What you need to do:
Copy out only those lines running from the line with "Task: pick out every instance of the front lawn" to the end of the listing, keeping each one exactly as it is.

>>

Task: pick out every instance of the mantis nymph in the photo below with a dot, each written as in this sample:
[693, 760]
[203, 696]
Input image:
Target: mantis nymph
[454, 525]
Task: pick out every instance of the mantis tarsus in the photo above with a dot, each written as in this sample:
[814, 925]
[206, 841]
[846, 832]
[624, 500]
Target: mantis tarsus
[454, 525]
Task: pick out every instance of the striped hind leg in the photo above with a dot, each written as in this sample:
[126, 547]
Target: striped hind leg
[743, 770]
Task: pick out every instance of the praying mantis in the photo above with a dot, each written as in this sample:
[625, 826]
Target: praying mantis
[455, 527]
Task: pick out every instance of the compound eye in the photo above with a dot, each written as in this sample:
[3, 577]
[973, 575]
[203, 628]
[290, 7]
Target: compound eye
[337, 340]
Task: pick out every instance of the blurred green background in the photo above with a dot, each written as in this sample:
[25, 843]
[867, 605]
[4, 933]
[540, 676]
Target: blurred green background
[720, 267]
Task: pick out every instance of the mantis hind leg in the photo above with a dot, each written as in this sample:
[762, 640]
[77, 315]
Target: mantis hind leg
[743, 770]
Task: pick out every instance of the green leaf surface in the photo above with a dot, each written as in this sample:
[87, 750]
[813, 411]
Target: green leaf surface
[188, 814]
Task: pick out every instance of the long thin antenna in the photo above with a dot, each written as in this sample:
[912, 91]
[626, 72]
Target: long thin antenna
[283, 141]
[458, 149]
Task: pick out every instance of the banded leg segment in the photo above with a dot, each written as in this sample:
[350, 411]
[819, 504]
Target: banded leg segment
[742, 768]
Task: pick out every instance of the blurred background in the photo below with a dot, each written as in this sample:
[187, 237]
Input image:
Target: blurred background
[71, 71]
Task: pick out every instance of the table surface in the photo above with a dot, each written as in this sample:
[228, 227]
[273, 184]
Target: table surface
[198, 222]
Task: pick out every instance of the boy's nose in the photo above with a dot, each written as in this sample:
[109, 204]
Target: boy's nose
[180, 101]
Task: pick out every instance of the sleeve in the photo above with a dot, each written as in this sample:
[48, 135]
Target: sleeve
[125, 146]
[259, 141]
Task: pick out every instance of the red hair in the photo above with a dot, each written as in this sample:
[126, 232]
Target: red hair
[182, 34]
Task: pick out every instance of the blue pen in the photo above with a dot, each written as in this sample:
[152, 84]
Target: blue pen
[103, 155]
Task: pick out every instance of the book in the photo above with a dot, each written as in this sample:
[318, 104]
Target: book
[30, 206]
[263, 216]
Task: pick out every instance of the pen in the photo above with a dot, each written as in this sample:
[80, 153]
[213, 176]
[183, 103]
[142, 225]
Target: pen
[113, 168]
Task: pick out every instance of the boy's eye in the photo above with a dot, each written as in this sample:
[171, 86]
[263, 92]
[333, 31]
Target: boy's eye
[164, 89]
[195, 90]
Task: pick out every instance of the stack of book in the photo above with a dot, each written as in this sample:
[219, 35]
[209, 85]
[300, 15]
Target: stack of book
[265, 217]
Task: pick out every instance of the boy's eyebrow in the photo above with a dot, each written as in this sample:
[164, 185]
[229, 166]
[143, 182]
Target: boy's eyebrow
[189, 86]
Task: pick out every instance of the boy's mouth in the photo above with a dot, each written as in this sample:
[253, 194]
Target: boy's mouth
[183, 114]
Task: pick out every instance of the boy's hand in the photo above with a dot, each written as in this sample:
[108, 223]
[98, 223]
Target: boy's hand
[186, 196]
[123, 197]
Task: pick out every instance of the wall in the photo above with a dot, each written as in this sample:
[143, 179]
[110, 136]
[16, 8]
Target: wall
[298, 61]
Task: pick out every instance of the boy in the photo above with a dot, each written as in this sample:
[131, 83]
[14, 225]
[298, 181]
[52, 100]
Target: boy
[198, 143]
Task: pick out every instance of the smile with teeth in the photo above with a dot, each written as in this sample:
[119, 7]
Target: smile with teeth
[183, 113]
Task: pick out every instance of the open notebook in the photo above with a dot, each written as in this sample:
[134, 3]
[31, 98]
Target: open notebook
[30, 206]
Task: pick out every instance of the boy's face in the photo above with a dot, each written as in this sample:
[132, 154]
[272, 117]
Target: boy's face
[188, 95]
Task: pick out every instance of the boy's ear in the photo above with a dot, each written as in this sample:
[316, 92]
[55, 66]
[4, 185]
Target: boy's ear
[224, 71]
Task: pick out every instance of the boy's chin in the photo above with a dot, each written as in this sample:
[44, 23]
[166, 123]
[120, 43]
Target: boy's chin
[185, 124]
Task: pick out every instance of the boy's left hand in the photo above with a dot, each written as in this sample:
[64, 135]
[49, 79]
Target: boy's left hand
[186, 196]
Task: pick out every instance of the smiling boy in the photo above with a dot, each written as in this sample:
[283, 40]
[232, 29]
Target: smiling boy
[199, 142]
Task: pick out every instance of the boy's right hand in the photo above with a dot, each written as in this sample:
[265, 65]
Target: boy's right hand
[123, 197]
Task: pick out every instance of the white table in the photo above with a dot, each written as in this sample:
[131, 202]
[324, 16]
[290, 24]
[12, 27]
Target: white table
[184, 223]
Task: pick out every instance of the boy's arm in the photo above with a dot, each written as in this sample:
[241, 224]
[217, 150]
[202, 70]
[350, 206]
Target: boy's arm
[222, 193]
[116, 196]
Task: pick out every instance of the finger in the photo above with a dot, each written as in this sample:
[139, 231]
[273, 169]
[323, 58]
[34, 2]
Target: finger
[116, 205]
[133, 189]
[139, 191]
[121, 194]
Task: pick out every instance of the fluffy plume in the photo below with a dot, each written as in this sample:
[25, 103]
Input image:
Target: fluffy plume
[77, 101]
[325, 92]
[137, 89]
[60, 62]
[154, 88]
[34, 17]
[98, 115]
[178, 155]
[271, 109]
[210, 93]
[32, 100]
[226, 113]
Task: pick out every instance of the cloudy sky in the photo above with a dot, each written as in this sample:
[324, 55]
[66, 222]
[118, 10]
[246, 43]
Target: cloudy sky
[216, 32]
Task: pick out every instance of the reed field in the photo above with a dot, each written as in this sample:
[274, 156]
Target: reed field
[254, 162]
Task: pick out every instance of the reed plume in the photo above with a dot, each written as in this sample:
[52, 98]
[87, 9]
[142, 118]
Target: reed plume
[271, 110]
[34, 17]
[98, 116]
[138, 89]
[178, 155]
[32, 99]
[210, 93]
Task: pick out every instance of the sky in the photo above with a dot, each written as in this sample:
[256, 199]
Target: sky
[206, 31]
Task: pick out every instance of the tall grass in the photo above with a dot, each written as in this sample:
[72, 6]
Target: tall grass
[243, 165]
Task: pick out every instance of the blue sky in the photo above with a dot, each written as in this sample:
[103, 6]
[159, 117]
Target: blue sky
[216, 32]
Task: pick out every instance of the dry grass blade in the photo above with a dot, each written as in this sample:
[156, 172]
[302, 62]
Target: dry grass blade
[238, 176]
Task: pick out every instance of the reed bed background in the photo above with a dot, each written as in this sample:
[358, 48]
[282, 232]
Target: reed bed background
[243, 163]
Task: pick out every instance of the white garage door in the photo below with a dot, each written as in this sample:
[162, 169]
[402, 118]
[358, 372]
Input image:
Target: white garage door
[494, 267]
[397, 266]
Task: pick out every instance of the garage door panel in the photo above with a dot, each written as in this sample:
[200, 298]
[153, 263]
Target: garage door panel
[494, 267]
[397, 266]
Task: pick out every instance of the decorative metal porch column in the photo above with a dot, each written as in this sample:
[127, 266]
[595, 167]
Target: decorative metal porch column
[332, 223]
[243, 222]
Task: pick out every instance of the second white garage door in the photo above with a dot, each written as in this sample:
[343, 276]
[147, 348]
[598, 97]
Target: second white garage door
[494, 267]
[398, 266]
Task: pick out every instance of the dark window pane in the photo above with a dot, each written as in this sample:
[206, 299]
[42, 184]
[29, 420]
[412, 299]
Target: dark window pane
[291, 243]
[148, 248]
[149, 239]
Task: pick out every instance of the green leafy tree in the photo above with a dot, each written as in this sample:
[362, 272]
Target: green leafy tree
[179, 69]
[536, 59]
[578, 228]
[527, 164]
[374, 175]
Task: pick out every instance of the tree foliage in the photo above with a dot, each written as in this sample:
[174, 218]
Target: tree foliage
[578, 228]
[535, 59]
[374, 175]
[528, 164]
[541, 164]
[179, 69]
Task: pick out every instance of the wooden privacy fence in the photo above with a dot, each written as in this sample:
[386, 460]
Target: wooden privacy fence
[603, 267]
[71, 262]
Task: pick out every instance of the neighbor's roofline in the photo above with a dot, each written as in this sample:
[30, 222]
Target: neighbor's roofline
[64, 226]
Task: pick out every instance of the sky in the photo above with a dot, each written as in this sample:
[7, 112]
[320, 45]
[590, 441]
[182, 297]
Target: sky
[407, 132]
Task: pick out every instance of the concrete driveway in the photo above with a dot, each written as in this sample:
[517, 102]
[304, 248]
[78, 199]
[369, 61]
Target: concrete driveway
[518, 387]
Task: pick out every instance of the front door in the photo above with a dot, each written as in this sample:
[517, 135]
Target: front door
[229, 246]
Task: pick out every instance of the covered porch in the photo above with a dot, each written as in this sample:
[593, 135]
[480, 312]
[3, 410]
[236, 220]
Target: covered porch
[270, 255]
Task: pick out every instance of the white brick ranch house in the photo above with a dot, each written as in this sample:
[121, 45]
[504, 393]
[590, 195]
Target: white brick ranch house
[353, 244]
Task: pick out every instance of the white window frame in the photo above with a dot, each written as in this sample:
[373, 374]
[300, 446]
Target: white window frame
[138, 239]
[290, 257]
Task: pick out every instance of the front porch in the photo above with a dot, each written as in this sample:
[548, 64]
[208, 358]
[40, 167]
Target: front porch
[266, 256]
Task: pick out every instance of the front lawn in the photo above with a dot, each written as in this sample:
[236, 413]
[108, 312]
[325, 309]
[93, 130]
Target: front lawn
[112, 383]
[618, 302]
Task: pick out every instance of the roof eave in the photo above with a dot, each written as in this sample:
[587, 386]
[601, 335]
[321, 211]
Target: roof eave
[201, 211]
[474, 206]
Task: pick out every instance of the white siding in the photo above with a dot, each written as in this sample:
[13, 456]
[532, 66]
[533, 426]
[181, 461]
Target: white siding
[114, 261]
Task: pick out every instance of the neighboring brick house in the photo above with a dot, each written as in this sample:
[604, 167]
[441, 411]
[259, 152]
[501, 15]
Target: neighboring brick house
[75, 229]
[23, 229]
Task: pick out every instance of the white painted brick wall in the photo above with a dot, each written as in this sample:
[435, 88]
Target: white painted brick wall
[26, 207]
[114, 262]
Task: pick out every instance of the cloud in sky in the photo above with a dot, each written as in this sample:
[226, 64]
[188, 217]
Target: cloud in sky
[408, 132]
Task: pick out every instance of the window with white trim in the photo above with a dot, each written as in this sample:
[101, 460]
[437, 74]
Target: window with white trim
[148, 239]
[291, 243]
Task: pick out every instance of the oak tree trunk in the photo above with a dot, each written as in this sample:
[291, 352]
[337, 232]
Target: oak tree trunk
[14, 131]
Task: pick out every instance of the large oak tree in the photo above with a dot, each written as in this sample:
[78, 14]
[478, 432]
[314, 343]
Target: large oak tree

<<

Exercise output:
Task: pick out every instance of the front lawn in the photo above with a dot, each written as in this sample:
[236, 413]
[108, 312]
[325, 309]
[93, 130]
Target: front lawn
[112, 383]
[618, 302]
Task: pick out every instance of the roof eave in the photo above with a dot, each written as in this sample:
[587, 386]
[601, 335]
[321, 211]
Target: roof eave
[201, 211]
[474, 206]
Task: pick out every instance of the white siding in the photo above with a dot, each written as in this sample:
[13, 456]
[532, 66]
[533, 426]
[181, 461]
Target: white siding
[114, 261]
Task: pick out every instance of the neighboring brick house in the photo above with a dot, each written as in this sample:
[604, 167]
[441, 411]
[259, 152]
[501, 15]
Target: neighboring brick house
[75, 229]
[23, 229]
Task: pick out every instance of the white painted brick wall in the photo above with a dot, each written as in this sample:
[435, 88]
Target: white painted brick wall
[26, 207]
[114, 262]
Task: pick out every instance of the cloud in sky in the photo above with a dot, each written as in this sample:
[226, 64]
[188, 217]
Target: cloud in sky
[408, 132]
Task: pick out every instance of the window with white trim in the photo above with a dot, each written as in this sample:
[101, 460]
[437, 74]
Target: window with white trim
[148, 239]
[291, 243]
Task: pick out every instance of the oak tree trunk in the photo above with a dot, each written as in this sample:
[291, 352]
[337, 232]
Target: oak tree trunk
[14, 131]
Task: pick out every instance of the large oak tree in the photo above with a dot, each written as in this sample:
[78, 14]
[478, 432]
[314, 343]
Target: large oak tree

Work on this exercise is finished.